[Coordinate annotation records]
^^^^^^^^^^^^^^^^
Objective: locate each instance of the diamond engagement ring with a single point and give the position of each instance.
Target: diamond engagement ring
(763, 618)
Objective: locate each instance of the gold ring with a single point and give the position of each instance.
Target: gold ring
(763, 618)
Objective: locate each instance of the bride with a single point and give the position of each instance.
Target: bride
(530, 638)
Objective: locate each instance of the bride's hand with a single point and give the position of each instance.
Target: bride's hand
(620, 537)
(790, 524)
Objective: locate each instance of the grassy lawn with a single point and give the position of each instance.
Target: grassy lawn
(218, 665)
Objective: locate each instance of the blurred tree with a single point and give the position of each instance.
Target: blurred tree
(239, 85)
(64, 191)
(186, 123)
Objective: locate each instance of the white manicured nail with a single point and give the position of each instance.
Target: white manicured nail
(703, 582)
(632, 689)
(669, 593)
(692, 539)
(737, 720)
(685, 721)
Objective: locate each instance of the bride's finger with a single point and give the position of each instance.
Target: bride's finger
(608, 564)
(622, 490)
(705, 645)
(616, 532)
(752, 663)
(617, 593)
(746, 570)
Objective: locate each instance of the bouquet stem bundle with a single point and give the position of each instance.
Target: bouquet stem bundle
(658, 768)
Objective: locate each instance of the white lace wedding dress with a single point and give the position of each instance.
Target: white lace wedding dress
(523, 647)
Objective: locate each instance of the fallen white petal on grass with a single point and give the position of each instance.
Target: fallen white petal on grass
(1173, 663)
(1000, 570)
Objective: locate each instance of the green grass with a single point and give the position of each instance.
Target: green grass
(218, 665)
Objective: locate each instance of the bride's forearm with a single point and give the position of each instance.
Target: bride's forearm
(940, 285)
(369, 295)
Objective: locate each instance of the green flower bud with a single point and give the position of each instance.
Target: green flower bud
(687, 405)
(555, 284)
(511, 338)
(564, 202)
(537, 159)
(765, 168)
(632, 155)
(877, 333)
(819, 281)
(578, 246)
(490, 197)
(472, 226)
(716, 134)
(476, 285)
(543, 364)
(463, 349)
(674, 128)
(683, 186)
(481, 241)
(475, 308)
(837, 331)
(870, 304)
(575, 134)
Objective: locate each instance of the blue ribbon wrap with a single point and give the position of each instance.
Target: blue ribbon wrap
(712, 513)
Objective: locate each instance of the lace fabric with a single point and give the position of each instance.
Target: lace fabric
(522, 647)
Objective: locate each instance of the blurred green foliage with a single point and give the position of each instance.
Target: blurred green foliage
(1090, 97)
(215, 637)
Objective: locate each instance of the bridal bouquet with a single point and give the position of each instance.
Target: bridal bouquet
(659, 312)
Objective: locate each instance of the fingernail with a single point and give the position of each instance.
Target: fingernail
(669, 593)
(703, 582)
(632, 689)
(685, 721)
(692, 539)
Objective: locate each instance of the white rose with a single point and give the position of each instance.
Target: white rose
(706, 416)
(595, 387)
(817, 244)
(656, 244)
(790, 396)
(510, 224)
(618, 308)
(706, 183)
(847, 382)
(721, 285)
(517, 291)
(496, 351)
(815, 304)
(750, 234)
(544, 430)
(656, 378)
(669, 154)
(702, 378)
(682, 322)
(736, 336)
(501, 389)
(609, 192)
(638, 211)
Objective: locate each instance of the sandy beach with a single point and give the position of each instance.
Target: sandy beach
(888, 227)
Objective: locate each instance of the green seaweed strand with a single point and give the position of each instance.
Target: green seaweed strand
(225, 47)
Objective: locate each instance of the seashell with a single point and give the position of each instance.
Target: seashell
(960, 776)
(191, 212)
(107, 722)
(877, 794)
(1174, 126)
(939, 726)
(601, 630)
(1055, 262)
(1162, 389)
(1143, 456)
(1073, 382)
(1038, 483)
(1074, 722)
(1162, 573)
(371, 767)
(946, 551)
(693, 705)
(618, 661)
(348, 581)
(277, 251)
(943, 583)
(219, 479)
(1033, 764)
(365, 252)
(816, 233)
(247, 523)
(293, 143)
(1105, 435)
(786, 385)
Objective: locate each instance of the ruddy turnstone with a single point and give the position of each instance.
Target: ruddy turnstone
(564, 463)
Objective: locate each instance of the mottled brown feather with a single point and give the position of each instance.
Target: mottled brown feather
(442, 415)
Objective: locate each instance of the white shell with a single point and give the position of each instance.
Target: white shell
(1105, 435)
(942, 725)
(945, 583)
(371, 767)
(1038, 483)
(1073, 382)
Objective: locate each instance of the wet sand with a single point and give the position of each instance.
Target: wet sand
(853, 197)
^^^^^^^^^^^^^^^^
*Written exercise*. All of the entries above should be written out again exactly.

*Solution for this problem*.
Objective: locate each instance of the diamond engagement ring with a single point and give the position of each instance.
Target: diamond engagement ring
(763, 618)
Objective: locate each instance of the gold ring with a single point and give the position of each instance.
Target: gold ring
(763, 618)
Objective: locate each instance of the bride with a single point and give the position of each instance.
Target: bride
(530, 638)
Objective: locate each instance of the bride's hand with a single point and give the position of each instance.
Target: bride's hand
(620, 537)
(790, 524)
Objective: locate each instance of the grassy lawn with a single point and give the position of each instance.
Target: grassy lawn
(218, 665)
Objective: locate each instance of the blurred tree with a single point and give the position of each instance.
Target: blurred tree
(239, 85)
(64, 191)
(186, 123)
Objective: locate each instance of the white manicured nail with a single point and give the position of each instance.
Target: white manicured nail
(703, 582)
(632, 689)
(669, 593)
(692, 539)
(737, 720)
(685, 721)
Objective: locate each instance of the bride's finger with a single point and give the position of each instance.
Target: bride's finger
(608, 564)
(622, 490)
(705, 645)
(616, 532)
(752, 663)
(617, 593)
(746, 570)
Objective: locate each instance of the bouquet stem bundle with a single point and give the position of each instance.
Target: bouquet stem bundle
(658, 768)
Objective: locate each instance of the white lace wedding dress with a single point and give the position of each instance.
Target: white lace wedding dress
(523, 647)
Objective: locate each instance of the fallen white petal on grass with a single point and give the position of each instance.
Target: fallen white petal on grass
(1173, 663)
(1000, 570)
Objective: locate each instance of the green grass with a single point and give the position of each instance.
Target: green grass
(218, 665)
Objective: locate each instance of the bride's forearm with a single point and give the position of each instance.
Target: bride's forearm
(940, 285)
(369, 295)
Objective: locate each instance of the green flower bud with a single point and give the position of each instance.
Target: green flower bud
(687, 405)
(555, 284)
(511, 338)
(564, 202)
(537, 159)
(765, 168)
(632, 155)
(877, 333)
(819, 281)
(578, 246)
(490, 197)
(472, 226)
(716, 134)
(476, 285)
(543, 364)
(463, 349)
(674, 128)
(683, 186)
(481, 241)
(475, 308)
(837, 331)
(870, 304)
(575, 134)
Objective: locate each instance of the blue ribbon wrap with a single point and give the position of each instance.
Target: blue ribbon wrap
(712, 513)
Objective: locate each instance of the lace fabric with a single point and give the position of each instance.
Target: lace fabric
(522, 647)
Objective: locate each instance of the blurred green foliage with a single point and give the position of each instance.
Target: blurred green foliage
(1090, 97)
(215, 637)
Objective: locate each instance of the bridal bouquet with a single point and give the position of each instance.
Target: bridal bouquet
(659, 312)
Objective: locate each instance of the fingernail with a single point and give the position of each instance.
Target: fingernail
(669, 593)
(703, 582)
(632, 689)
(685, 721)
(692, 539)
Objective: locate each instance of the white rose with a single point and give the position of each instance.
Target: white rose
(706, 416)
(595, 387)
(817, 244)
(656, 244)
(790, 396)
(510, 224)
(618, 308)
(706, 183)
(847, 382)
(721, 285)
(517, 291)
(496, 351)
(815, 304)
(750, 234)
(544, 430)
(656, 378)
(669, 154)
(702, 378)
(682, 322)
(736, 336)
(501, 389)
(609, 192)
(638, 211)
Objective: locate each instance of the sandy beach with a single point and give the position of each instance.
Target: sandy beach
(888, 227)
Objective: locate each instance of the green seaweed strand with a single point and give the position of each instance.
Target: green seaweed strand
(225, 47)
Objective: locate each instance of the seashell with a single point and give the position of each instance.
Target: seashell
(960, 776)
(191, 212)
(107, 722)
(877, 794)
(1174, 126)
(939, 726)
(601, 630)
(1055, 262)
(1162, 389)
(1143, 456)
(1073, 382)
(1038, 483)
(1074, 722)
(1162, 573)
(371, 767)
(946, 551)
(693, 705)
(618, 661)
(348, 581)
(277, 251)
(943, 583)
(219, 479)
(1033, 764)
(365, 252)
(816, 233)
(247, 523)
(293, 143)
(1105, 435)
(786, 385)
Objective: locate each instance of the ruddy turnstone with a single point and give the position of each instance.
Target: ruddy turnstone
(564, 463)
Objective: locate each instance of the mottled brown feather with a single point and give the position of each instance.
Target: mottled brown feather
(442, 415)
Objective: locate each instance of the white shell with a single point and give the position of each instance.
Target: white shell
(1105, 435)
(942, 725)
(945, 583)
(371, 767)
(1038, 483)
(1073, 382)
Objective: locate each instance of the wet sand with a single point and give the position of each instance.
Target: wet sand
(853, 197)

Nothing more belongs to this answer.